- Directions -
Copy every line of the following records word for word, changing nothing.

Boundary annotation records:

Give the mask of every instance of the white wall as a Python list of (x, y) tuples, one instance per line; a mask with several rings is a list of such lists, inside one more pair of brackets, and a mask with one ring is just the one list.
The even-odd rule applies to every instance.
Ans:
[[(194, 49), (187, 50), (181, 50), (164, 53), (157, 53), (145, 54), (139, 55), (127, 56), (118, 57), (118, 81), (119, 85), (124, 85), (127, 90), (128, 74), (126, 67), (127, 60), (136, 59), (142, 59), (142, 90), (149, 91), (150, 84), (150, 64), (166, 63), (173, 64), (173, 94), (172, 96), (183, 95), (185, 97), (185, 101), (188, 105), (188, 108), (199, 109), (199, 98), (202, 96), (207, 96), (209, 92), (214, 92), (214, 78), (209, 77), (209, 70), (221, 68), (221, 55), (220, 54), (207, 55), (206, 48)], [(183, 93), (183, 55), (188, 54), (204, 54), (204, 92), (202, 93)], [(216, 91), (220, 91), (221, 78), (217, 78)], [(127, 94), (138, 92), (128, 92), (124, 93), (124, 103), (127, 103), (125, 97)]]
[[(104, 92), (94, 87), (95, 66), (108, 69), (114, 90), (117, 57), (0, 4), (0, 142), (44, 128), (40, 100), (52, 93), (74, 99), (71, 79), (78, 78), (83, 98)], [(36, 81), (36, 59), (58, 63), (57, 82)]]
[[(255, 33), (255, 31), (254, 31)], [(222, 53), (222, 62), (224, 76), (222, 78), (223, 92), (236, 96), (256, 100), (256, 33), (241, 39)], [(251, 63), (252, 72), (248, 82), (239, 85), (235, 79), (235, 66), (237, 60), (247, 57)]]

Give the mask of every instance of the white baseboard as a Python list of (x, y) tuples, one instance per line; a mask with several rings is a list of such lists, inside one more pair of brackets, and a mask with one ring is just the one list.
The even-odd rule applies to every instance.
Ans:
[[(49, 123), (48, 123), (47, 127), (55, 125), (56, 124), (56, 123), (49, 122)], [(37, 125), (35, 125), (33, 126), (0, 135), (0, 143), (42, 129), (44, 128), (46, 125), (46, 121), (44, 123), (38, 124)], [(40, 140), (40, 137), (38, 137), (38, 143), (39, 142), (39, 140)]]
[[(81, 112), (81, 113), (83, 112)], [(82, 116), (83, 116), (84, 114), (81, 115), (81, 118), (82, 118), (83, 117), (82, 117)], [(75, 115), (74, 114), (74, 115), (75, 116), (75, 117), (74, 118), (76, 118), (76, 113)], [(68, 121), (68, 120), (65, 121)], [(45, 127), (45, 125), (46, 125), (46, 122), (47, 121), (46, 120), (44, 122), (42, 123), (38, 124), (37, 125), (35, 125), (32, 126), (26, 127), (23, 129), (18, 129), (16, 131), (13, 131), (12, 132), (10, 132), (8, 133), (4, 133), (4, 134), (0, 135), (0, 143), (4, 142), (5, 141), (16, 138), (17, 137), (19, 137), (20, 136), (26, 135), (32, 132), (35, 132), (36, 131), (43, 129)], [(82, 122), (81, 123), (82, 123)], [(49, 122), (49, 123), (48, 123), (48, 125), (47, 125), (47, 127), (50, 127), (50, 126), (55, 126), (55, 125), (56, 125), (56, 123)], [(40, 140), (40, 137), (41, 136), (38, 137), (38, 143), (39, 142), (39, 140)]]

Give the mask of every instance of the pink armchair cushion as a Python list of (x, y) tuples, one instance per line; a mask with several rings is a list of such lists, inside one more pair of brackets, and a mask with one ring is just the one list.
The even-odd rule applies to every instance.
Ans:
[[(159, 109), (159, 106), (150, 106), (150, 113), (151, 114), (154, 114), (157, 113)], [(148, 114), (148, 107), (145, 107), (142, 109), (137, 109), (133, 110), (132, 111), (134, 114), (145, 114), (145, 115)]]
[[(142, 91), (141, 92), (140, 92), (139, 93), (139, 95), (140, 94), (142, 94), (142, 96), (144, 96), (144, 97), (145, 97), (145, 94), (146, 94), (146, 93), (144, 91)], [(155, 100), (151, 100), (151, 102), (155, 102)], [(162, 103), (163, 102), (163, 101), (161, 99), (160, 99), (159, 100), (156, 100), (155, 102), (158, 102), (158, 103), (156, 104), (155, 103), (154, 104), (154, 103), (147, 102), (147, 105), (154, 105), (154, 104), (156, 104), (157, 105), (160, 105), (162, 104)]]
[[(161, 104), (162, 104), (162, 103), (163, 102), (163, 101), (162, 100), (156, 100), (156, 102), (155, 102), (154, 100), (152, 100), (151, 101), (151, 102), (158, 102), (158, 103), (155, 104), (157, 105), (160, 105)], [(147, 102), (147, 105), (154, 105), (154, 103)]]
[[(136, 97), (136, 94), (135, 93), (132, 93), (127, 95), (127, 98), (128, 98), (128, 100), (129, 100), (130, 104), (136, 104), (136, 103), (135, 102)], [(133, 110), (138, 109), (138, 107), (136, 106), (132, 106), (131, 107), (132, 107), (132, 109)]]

- Response -
Give the mask of every instance of the white wall as a Python list of (x, y) tuples, one instance per line; a mask with several rings is a list of such lists, inside one more pair of brackets, and a mask with one ring is just the one list.
The even-odd rule applies to every instance.
Ans:
[[(194, 49), (187, 50), (181, 50), (164, 53), (157, 53), (145, 54), (139, 55), (127, 56), (118, 57), (118, 81), (119, 85), (124, 85), (127, 90), (128, 74), (126, 67), (127, 60), (136, 59), (142, 59), (142, 90), (149, 91), (150, 84), (150, 64), (166, 63), (173, 64), (173, 94), (172, 96), (183, 95), (185, 97), (185, 101), (188, 105), (188, 108), (199, 109), (199, 98), (202, 96), (207, 96), (209, 92), (214, 92), (214, 78), (209, 77), (209, 70), (221, 68), (221, 55), (220, 54), (207, 55), (206, 48)], [(183, 93), (183, 55), (188, 54), (204, 54), (204, 92), (202, 93)], [(216, 91), (220, 91), (221, 78), (217, 78)], [(127, 94), (138, 92), (128, 92), (124, 93), (124, 103), (127, 103), (125, 97)]]
[[(104, 92), (94, 87), (95, 66), (108, 69), (114, 90), (117, 57), (0, 4), (0, 142), (44, 128), (40, 100), (52, 93), (74, 99), (71, 79), (78, 78), (83, 98)], [(36, 81), (36, 59), (58, 63), (57, 82)]]
[[(255, 33), (255, 31), (254, 31)], [(222, 53), (222, 62), (224, 76), (222, 78), (223, 92), (236, 96), (256, 100), (256, 33), (241, 39)], [(251, 63), (252, 72), (248, 82), (239, 85), (235, 79), (235, 66), (237, 60), (247, 57)]]

Give the mask of every instance of the white baseboard as a Python list of (x, y) tuples, one instance per line; a mask with several rings is a list of such lists, inside one more pair of brackets, and a mask with one ring is just the one list.
The even-odd rule applies to every instance.
Ans:
[[(49, 123), (48, 123), (47, 127), (55, 125), (56, 124), (56, 123), (49, 122)], [(37, 125), (35, 125), (33, 126), (0, 135), (0, 143), (42, 129), (44, 128), (46, 125), (46, 121), (44, 123), (38, 124)], [(40, 140), (40, 137), (38, 137), (38, 143), (39, 142), (39, 140)]]
[[(81, 112), (81, 113), (83, 112)], [(82, 116), (83, 116), (84, 114), (81, 115), (81, 118), (82, 118), (83, 117), (82, 117)], [(75, 115), (74, 114), (74, 115), (75, 116), (75, 117), (74, 118), (76, 118), (76, 113)], [(68, 121), (68, 120), (65, 121)], [(45, 127), (45, 125), (46, 125), (46, 122), (47, 121), (46, 120), (44, 122), (42, 123), (38, 124), (37, 125), (35, 125), (32, 126), (26, 127), (23, 129), (18, 129), (16, 131), (13, 131), (12, 132), (10, 132), (8, 133), (4, 133), (4, 134), (0, 135), (0, 143), (4, 142), (5, 141), (16, 138), (17, 137), (19, 137), (20, 136), (26, 135), (32, 132), (35, 132), (36, 131), (43, 129)], [(82, 122), (81, 123), (82, 123)], [(49, 122), (49, 123), (48, 123), (48, 125), (47, 125), (47, 127), (50, 127), (50, 126), (55, 126), (55, 125), (56, 125), (56, 123)], [(40, 140), (40, 137), (41, 136), (38, 137), (38, 143), (39, 142), (39, 140)]]

Give the mask of every instance of the pink armchair cushion as a Python list of (x, y) tuples, one instance per line; a mask with several rings is a list of such lists, inside one more pair of brackets, and a mask with one ring is just the one list.
The even-odd rule applies to every instance.
Ans:
[[(159, 109), (159, 106), (150, 106), (150, 113), (151, 114), (154, 114), (157, 113)], [(148, 114), (148, 107), (145, 107), (142, 109), (137, 109), (133, 110), (132, 111), (134, 114), (145, 114), (145, 115)]]
[[(142, 91), (141, 92), (140, 92), (139, 93), (139, 95), (140, 94), (142, 94), (142, 96), (144, 96), (144, 97), (145, 97), (145, 94), (146, 94), (146, 93), (144, 91)], [(155, 100), (151, 100), (151, 102), (155, 102)], [(162, 103), (163, 102), (163, 101), (161, 99), (160, 99), (159, 100), (156, 100), (155, 102), (158, 102), (158, 103), (156, 104), (155, 103), (154, 104), (154, 103), (147, 102), (147, 105), (154, 105), (154, 104), (156, 104), (157, 105), (160, 105), (162, 104)]]
[[(161, 104), (162, 104), (162, 103), (163, 102), (163, 101), (162, 100), (156, 100), (156, 102), (155, 102), (154, 100), (152, 100), (151, 101), (151, 102), (158, 102), (158, 103), (155, 104), (157, 105), (160, 105)], [(147, 102), (147, 105), (154, 105), (154, 103)]]
[[(136, 97), (136, 94), (135, 93), (132, 93), (127, 95), (127, 98), (128, 98), (128, 100), (129, 100), (130, 104), (136, 104), (136, 103), (135, 102)], [(133, 110), (138, 109), (138, 107), (136, 106), (132, 106), (131, 107), (132, 107), (132, 109)]]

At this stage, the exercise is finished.